__Source passage__.
* * * *

Yet another way the opioid epidemic is hurting rural America: rural hospitals are ill-equipped to cope with the rise in infants born addicted to opioids. The number of mothers with opioid use disorder and babies with neonatal abstinence syndrome has increased in the past eight years; in 2018 a baby with NAS is born every 25 minutes in the United States. "A new study in The Journal of Rural Health shows that almost half of pregnant women with OUD living in these areas give birth in rural hospitals, which are not necessarily equipped to deal with their complex medical needs," Annabelle Timsit reports for Quartz.
Besides the long-term behavioral, developmental, and health problems triggered by NAS, it can also cause problems like diarrhea, vomiting, high fevers and seizures for up to six months after birth. That means they tend to stay much longer in the hospital than the average newborn and need intensive and sustained treatment. Opioid-addicted mothers are at higher risk of medical complications during pregnancy and after birth, like placental abruption, preterm labor, maternal obstetric complications, and fetal death. Many rural hospitals don't have the resources to care for such infants and mothers, especially since fewer than half of rural hospitals in the U.S. offer obstetrical care at all, Timsit reports.

* * * *

__Stored data entries__.
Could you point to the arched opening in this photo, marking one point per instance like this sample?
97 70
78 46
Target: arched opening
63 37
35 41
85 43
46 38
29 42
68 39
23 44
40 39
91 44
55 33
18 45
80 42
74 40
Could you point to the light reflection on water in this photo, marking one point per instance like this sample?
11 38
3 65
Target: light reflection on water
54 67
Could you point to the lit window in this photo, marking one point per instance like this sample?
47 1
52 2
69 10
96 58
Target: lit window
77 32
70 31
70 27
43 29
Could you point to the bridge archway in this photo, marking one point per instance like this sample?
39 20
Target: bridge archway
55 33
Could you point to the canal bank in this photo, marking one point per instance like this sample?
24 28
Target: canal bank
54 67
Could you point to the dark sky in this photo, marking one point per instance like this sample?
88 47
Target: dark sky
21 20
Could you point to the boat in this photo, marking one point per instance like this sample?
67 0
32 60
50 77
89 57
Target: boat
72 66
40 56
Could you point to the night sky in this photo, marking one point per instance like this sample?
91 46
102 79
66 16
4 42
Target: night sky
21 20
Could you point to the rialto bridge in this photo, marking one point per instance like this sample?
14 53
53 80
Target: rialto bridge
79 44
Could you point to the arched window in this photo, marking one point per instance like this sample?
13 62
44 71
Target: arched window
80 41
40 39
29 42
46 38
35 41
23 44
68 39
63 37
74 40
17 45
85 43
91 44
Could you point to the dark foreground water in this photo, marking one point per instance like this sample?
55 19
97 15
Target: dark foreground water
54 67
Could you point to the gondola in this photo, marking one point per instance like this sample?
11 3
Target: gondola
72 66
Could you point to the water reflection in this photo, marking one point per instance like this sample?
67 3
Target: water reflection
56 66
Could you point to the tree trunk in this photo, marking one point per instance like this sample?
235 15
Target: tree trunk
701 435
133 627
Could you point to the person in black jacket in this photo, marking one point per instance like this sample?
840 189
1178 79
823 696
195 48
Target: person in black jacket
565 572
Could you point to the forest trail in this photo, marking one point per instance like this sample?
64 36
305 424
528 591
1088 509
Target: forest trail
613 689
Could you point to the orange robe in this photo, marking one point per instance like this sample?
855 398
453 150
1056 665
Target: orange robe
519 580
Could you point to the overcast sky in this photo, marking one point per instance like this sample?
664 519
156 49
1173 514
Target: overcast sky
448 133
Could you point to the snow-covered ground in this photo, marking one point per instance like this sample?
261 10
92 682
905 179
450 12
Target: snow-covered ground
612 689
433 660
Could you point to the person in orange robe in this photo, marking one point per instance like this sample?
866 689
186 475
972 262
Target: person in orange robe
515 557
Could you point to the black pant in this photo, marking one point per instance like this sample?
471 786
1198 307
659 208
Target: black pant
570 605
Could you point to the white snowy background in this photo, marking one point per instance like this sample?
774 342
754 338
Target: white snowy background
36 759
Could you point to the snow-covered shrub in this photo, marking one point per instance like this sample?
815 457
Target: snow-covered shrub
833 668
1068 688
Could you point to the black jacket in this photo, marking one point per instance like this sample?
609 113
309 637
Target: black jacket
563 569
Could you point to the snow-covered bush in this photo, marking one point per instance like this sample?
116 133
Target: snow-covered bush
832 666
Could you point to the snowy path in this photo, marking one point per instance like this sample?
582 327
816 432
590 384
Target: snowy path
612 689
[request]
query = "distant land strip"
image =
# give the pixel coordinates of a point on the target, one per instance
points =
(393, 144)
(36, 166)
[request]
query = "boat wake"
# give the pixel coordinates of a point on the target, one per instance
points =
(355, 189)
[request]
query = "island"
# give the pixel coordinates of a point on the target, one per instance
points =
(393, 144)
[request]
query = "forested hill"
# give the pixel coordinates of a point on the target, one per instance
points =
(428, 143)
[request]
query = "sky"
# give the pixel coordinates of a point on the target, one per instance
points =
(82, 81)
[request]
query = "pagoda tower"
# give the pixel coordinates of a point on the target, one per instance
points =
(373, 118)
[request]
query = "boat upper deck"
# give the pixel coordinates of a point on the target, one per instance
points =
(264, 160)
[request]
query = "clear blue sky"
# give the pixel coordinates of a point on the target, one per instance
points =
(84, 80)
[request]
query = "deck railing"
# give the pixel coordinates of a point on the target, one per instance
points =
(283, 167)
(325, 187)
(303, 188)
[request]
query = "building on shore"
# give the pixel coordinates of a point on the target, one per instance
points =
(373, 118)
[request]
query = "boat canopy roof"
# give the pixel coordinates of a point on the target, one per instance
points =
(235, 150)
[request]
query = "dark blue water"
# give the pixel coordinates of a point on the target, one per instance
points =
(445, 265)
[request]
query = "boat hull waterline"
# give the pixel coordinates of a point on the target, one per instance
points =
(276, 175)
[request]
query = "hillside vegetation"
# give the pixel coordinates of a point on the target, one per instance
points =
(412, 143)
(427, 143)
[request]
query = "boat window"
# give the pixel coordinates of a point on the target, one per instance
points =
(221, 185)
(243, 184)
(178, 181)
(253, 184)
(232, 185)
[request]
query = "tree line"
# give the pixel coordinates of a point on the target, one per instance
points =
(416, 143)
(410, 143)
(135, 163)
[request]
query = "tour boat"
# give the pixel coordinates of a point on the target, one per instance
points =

* * * *

__Exercise__. Copy the section of the report on rural hospitals and opioid-addicted newborns word for word, starting with "Besides the long-term" and going on through "all, Timsit reports.".

__The answer__.
Besides the long-term behavioral, developmental, and health problems triggered by NAS, it can also cause problems like diarrhea, vomiting, high fevers and seizures for up to six months after birth. That means they tend to stay much longer in the hospital than the average newborn and need intensive and sustained treatment. Opioid-addicted mothers are at higher risk of medical complications during pregnancy and after birth, like placental abruption, preterm labor, maternal obstetric complications, and fetal death. Many rural hospitals don't have the resources to care for such infants and mothers, especially since fewer than half of rural hospitals in the U.S. offer obstetrical care at all, Timsit reports.